Natural language region descriptions:
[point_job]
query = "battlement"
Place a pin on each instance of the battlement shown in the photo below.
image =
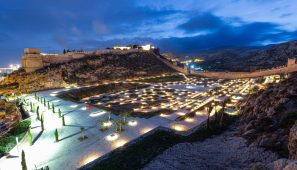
(291, 62)
(33, 59)
(31, 51)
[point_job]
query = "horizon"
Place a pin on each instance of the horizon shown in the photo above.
(173, 26)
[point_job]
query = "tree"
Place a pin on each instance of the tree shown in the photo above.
(56, 135)
(108, 115)
(209, 109)
(24, 165)
(44, 102)
(30, 137)
(82, 136)
(37, 112)
(119, 124)
(60, 113)
(53, 107)
(42, 122)
(223, 110)
(63, 120)
(124, 116)
(31, 106)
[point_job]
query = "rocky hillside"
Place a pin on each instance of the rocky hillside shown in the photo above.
(88, 70)
(241, 59)
(270, 118)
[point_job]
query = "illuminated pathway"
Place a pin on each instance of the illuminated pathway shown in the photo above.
(69, 152)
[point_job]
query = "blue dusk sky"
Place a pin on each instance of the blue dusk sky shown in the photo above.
(180, 26)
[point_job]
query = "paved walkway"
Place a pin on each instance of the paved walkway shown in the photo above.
(69, 152)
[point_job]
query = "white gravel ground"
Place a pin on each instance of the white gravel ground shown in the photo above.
(221, 152)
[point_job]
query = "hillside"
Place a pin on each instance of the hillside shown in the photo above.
(269, 118)
(241, 59)
(84, 71)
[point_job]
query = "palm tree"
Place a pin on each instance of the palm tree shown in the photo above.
(53, 107)
(124, 116)
(63, 120)
(30, 137)
(223, 110)
(82, 136)
(24, 165)
(118, 126)
(208, 116)
(42, 123)
(108, 115)
(60, 113)
(56, 135)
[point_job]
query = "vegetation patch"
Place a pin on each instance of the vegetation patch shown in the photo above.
(8, 141)
(78, 94)
(137, 155)
(170, 78)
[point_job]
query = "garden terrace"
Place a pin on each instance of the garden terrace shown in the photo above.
(164, 78)
(139, 154)
(80, 93)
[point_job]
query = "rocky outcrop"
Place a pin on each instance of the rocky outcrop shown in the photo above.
(242, 59)
(269, 116)
(292, 146)
(225, 151)
(87, 70)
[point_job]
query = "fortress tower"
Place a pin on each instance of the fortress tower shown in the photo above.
(291, 62)
(32, 59)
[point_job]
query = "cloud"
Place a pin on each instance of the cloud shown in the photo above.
(202, 22)
(100, 28)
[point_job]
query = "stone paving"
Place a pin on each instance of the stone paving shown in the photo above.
(70, 152)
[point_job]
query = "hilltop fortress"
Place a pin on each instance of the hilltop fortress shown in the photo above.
(33, 59)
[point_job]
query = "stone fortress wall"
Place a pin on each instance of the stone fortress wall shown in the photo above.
(33, 60)
(289, 68)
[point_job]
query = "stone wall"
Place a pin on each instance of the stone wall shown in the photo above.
(291, 67)
(238, 75)
(33, 60)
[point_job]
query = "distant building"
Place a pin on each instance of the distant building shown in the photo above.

PROBLEM STATEMENT: When you copy the data above, keep each line exact and omit the pictures.

RESULT:
[point_job]
query = "battlement"
Place a pin on each instance of the battlement shown in the photo below.
image =
(291, 62)
(33, 59)
(31, 51)
[point_job]
query = "horizon"
Place a pin on each instance of the horizon shown in the photo above.
(173, 26)
[point_job]
query = "tree"
Place a pin on each instance of the tree shown in the photo above.
(56, 135)
(108, 115)
(209, 109)
(24, 165)
(44, 102)
(30, 137)
(82, 136)
(37, 112)
(119, 124)
(60, 113)
(53, 107)
(42, 122)
(223, 110)
(63, 120)
(124, 116)
(31, 106)
[point_job]
query = "rocky hillside"
Place a pin on each instance of the rocky hillside shown in the photo above.
(88, 70)
(241, 59)
(270, 118)
[point_job]
query = "illuminated pathway"
Place a pin on each instance of the illuminated pathway shown in the photo above.
(69, 152)
[point_job]
query = "blue dusk sky"
Place a pin on each instance of the blue dusk sky shown in the photo above.
(180, 26)
[point_job]
query = "paved walkway"
Place a pin on each instance of the paved walkway shown in the photo above.
(69, 152)
[point_job]
query = "white gravel ground"
Place a pin on each instance of the white gravel ground shown in the photo above.
(221, 152)
[point_job]
query = "hillside"
Place a pin on each instance of the hillside shown in the photo above.
(269, 118)
(241, 59)
(84, 71)
[point_job]
query = "palm tree"
Place a pin on each instance of the palm tree shown in the photo above.
(53, 107)
(124, 116)
(63, 120)
(30, 137)
(223, 110)
(82, 136)
(24, 165)
(118, 126)
(208, 116)
(42, 123)
(108, 115)
(60, 113)
(56, 135)
[point_job]
query = "vegetation patch"
Place a pin on each instance of the vegetation patch shown in the photo above.
(8, 141)
(78, 94)
(137, 155)
(170, 78)
[point_job]
query = "garden terrace"
Place a pin on each instance of the garden terrace shown in the photo above.
(164, 78)
(139, 154)
(80, 93)
[point_job]
query = "rocky outcrop"
Place a pin on each instance of the rocky outcrop shown in the photo above.
(242, 59)
(269, 116)
(292, 146)
(225, 151)
(87, 70)
[point_job]
query = "fortress tower"
Place a pin on each instance of the fortress tower shown in the photo above.
(291, 62)
(32, 59)
[point_job]
query = "cloud"
Place a pin on each instance of the cloud shown in the photo above.
(202, 22)
(100, 28)
[point_job]
query = "stone paving"
Place a pin on each instance of the stone paving shown in the photo above.
(70, 152)
[point_job]
query = "hilltop fortress"
Place a pin on each instance of the hilltop fortress shown in the photo above.
(33, 59)
[point_job]
query = "stone fortress wall"
Place a pin on each instance of the stone fortress wall shown in the photo above.
(33, 60)
(289, 68)
[point_job]
query = "stone wall"
Place a pin on each instance of the stone wall shown in the photo above.
(291, 67)
(238, 75)
(33, 60)
[point_job]
query = "distant building"
Place a pin on each instance of the distant building shown in the photo above.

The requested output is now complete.